*** Begin section ***

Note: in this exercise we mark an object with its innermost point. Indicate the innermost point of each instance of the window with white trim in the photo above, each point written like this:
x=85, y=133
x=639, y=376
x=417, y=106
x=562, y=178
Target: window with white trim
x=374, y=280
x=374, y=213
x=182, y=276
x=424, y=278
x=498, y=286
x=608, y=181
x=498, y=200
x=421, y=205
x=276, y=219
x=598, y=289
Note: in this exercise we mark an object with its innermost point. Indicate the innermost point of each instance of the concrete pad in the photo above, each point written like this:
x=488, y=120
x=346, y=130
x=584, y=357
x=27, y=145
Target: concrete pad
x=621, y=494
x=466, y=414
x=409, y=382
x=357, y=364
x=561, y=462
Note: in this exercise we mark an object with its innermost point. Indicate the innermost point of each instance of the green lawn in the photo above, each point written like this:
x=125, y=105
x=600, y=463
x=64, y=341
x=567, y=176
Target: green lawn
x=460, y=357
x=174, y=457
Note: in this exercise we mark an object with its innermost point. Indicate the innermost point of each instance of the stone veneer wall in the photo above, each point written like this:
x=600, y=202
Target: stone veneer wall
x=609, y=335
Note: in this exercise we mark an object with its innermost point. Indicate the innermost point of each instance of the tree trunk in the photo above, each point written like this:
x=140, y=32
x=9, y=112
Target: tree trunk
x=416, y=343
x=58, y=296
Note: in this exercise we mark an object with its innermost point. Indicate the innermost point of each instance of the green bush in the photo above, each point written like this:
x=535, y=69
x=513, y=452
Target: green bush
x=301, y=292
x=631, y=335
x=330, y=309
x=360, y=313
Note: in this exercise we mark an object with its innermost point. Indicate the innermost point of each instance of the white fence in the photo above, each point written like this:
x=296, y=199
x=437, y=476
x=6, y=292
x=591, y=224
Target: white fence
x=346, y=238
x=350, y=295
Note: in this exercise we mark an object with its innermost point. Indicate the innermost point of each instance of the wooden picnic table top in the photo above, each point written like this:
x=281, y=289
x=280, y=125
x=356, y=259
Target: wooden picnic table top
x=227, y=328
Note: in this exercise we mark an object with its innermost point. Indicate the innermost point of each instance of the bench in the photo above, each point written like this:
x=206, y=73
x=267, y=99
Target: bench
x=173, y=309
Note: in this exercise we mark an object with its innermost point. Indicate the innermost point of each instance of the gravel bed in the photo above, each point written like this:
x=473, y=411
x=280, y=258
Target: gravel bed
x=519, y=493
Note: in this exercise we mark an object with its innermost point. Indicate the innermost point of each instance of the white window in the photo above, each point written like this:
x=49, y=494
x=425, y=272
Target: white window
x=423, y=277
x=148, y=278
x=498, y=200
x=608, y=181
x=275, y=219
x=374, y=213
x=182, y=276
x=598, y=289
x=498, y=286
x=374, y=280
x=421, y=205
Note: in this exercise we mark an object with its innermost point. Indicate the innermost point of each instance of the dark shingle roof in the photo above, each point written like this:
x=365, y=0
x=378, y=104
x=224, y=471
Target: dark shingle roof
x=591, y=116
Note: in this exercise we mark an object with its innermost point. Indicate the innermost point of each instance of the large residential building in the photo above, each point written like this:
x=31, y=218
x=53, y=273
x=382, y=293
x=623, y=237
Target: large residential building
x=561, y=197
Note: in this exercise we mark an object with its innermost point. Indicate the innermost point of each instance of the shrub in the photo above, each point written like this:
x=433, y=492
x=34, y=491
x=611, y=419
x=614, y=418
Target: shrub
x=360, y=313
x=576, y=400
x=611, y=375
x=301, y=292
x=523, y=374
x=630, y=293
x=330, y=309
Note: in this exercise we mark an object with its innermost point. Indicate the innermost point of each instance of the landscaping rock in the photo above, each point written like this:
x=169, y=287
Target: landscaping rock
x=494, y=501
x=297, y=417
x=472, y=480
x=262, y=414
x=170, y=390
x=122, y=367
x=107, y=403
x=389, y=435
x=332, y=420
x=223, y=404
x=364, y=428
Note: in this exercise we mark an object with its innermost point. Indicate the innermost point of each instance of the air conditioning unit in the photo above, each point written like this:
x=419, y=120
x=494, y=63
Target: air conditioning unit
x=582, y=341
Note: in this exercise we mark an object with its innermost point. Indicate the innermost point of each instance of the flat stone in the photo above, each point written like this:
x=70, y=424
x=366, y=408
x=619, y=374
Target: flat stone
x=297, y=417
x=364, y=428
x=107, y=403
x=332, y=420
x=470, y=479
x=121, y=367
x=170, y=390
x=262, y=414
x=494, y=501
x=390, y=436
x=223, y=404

*** End section ***
*** Begin section ***

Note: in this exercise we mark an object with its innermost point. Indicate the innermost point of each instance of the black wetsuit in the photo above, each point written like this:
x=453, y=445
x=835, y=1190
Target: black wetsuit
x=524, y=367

*** End section ***

*What the task asks*:
From the listing above, the lines starting with the one that has "Target: green lawn" and running through the one that has "x=267, y=99" should be copied exactly, ends included.

*Exercise response*:
Target: green lawn
x=460, y=357
x=174, y=457
Note: in this exercise we mark an object with its innermost point. Indicate the innermost point of each instance of the stone veneer wall in the photo above, each point written like this:
x=600, y=202
Target: stone veneer wall
x=609, y=335
Note: in this exercise we mark an object with its innermost point. Indicate the innermost point of each instance of the tree trunk in the photo above, each point written like this:
x=140, y=32
x=9, y=112
Target: tree trunk
x=416, y=343
x=58, y=296
Note: in this exercise we mark an object with its innermost point. Indicate the innermost point of each instance of the green bush in the photo above, each point written like this:
x=535, y=69
x=513, y=452
Target: green bush
x=301, y=292
x=631, y=335
x=330, y=309
x=360, y=313
Note: in this exercise we mark an object with its innermost point. Indicate the innermost point of each instance of the white fence in the photo above, each point written like this:
x=296, y=199
x=437, y=476
x=6, y=292
x=591, y=224
Target: white fence
x=346, y=238
x=350, y=295
Note: in this exercise we mark an object with its innermost point. Indicate the innermost point of each instance of the wooden picnic table top in the photo above, each point written like this:
x=281, y=289
x=280, y=125
x=356, y=259
Target: wooden picnic table top
x=227, y=328
Note: in this exercise we mark an object with its innermost point. Indicate the innermost point of each instance of the bench in the photo above, each point written like this:
x=206, y=73
x=267, y=99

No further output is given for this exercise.